* [Given passage]:
** BEGIN **

C Standard Library

C <fenv.h> - FE_INVALID



The FE_INVALID macro expands to a value of type integer constant expression that is distinct powers of 2, which uniquely identifies the floating-point exception raised on invalid arguments.

Invalid argument exceptions are raised when the argument passed to a function is out of its domain (function is not defined for that value), for example - sqrt(-1.0). The value returned by a function that raises this exception is unspecified.

Definition in the <fenv.h> header file is:

#define FE_INVALID  /*implementation defined power of 2*/  

The details about all floating-point exception macros are listed below:

MacrosDescription
FE_DIVBYZERO Pole error exception occurred in an earlier floating-point operation.
FE_INEXACT Inexact result exception occurred in an earlier floating-point operation (rounding was necessary to store the result).
FE_INVALID Invalid argument exception occurred (domain error occurred) in an earlier floating-point operation.
FE_OVERFLOW Overflow range error exception occurred in an earlier floating-point operation (result was too large to be representable).

** END **

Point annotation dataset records

** BEGIN **

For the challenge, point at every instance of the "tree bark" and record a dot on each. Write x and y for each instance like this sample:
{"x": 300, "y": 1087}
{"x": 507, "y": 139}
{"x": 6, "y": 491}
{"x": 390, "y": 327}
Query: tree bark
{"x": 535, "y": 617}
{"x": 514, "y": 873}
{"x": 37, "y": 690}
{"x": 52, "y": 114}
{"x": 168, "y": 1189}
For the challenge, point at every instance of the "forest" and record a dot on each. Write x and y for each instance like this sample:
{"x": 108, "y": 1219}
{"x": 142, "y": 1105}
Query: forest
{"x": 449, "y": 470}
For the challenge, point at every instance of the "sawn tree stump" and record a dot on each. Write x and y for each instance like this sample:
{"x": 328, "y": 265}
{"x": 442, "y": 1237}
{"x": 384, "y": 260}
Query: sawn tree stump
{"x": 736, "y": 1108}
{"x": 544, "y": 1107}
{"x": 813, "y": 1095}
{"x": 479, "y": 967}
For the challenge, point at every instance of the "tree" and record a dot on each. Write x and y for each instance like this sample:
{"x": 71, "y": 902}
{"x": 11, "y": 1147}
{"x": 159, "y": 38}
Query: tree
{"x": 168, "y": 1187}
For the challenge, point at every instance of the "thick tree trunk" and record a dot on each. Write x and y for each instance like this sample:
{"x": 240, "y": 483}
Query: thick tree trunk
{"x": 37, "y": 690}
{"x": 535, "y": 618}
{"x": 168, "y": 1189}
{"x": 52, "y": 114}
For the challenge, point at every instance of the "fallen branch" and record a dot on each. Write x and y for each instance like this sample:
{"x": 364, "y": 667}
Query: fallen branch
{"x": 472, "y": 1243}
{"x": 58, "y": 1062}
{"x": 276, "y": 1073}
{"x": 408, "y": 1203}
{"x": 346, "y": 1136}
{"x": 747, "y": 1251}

** END **

* [Work to do]:
1. Pick out every line of the listing that contains the word "branch". Treat uppercase and lowercase letters as different.
2. Write what follows the final line of the reference page on the C FE_INVALID macro.

* [Task answers]:
1.
For the challenge, point at every instance of the "fallen branch" and record a dot on each. Write x and y for each instance like this sample:
Query: fallen branch

2.
FE_UNDERFLOW Underflow range error exception occurred in an earlier floating-point operation (result was subnormal with a loss of precision).
FE_ALL_EXCEPT Bitwise OR of all supported floating-point exceptions.

Certain library implementations may define additional macro constants in <fenv.h> to identify additional floating-point exceptions (with their corresponding macros also beginning with FE_).

See math_errhandling for more details.

Example:

The example below shows the usage of FE_INVALID macro.

#include <stdio.h>
#include <fenv.h>
#include <math.h>
 
int main (){
  printf("sqrt(-1.0) = %f\n", sqrt(-1));
  if(fetestexcept(FE_INVALID))
    printf("Domain error is reported.\n");
  else
    printf("Domain error is not reported.\n");

  return 0;
}

The output of the above code will be:

sqrt(-1.0) = -nan
Domain error is reported.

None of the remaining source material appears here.